--- Begin ---

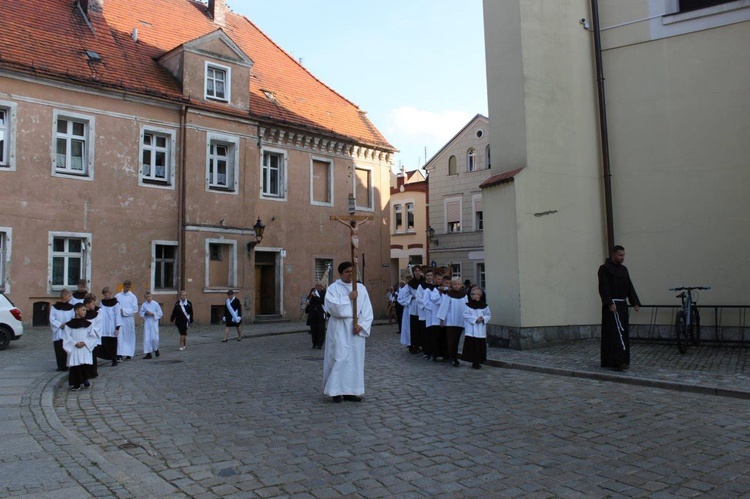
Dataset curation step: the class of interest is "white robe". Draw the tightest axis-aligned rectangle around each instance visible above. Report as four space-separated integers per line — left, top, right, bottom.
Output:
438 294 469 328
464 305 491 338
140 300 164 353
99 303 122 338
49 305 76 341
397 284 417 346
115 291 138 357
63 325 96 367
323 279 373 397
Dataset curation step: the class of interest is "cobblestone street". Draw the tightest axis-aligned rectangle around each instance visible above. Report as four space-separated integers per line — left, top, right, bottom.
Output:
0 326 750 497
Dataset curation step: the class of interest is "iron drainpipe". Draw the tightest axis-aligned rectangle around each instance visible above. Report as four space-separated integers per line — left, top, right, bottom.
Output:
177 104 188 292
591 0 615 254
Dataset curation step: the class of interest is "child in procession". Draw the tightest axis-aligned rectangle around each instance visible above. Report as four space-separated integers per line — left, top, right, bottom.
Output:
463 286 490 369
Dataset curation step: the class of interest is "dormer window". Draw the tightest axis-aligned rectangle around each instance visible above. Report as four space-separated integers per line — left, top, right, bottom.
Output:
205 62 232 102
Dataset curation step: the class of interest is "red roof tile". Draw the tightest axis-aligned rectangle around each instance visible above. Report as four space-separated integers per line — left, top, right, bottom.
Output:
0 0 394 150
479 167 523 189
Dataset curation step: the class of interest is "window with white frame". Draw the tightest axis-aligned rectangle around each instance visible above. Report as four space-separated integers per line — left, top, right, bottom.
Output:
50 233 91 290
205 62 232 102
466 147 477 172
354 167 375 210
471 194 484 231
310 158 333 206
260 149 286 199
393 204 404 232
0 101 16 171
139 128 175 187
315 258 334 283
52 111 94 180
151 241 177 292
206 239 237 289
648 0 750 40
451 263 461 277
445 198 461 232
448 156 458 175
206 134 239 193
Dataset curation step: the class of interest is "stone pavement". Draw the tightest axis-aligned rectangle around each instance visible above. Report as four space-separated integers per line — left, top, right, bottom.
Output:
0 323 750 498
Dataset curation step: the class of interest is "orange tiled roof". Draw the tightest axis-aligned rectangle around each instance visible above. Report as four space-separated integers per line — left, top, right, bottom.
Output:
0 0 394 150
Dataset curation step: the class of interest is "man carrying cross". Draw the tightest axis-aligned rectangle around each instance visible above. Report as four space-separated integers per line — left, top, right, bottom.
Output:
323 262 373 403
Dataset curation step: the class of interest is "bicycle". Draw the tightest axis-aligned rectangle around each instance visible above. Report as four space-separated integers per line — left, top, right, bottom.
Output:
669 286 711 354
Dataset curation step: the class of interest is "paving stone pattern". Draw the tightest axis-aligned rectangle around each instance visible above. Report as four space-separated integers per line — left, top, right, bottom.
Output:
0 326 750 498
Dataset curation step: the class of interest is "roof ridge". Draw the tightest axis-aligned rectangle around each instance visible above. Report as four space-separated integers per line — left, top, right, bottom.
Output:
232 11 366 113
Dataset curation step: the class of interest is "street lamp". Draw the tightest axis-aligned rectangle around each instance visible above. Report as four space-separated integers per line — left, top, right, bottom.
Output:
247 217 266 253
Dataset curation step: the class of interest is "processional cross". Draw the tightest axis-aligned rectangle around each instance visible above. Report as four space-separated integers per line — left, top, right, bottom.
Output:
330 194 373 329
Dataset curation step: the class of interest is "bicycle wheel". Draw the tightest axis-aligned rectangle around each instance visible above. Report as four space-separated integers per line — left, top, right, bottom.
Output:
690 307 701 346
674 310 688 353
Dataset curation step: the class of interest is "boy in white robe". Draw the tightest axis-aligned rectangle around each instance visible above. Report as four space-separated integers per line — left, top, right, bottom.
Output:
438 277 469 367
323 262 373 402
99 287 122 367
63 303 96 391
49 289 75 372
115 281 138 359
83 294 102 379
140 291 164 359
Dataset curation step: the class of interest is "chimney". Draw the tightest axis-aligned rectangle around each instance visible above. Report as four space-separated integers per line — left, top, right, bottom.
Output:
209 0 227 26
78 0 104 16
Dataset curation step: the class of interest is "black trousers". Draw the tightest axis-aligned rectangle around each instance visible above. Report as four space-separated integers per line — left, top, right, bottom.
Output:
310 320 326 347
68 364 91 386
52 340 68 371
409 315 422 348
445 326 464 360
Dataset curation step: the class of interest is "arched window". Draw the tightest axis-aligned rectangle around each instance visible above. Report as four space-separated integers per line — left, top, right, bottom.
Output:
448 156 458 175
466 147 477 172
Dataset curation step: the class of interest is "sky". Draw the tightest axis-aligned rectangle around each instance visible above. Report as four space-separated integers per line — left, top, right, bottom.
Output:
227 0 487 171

--- End ---

[Requirement]:
Please rewrite the records as a numbered list, starting at the beginning and ending at the line that contains "591 0 615 254". Leave out blank lines and pictures.

[Written answer]:
1. Dataset curation step: the class of interest is "white robe". Draw the tightest axis-aligned rectangle around each instance visible above. Report as four space-separated integers per line — left, top, right, bottom.
2. Output:
3. 438 294 469 328
4. 464 305 491 338
5. 140 300 164 353
6. 99 303 122 338
7. 49 305 76 341
8. 397 284 417 346
9. 115 291 138 357
10. 63 325 96 367
11. 323 279 373 397
12. Dataset curation step: the class of interest is "cobblestone street". Draw the tightest axis-aligned rectangle around each instance visible above. Report as four space-separated integers per line — left, top, right, bottom.
13. Output:
14. 0 326 750 497
15. Dataset curation step: the class of interest is "iron drainpipe". Draw the tightest axis-aligned rectangle around each instance visible above. Report as four space-separated integers per line — left, top, right, bottom.
16. Output:
17. 177 104 188 292
18. 591 0 615 254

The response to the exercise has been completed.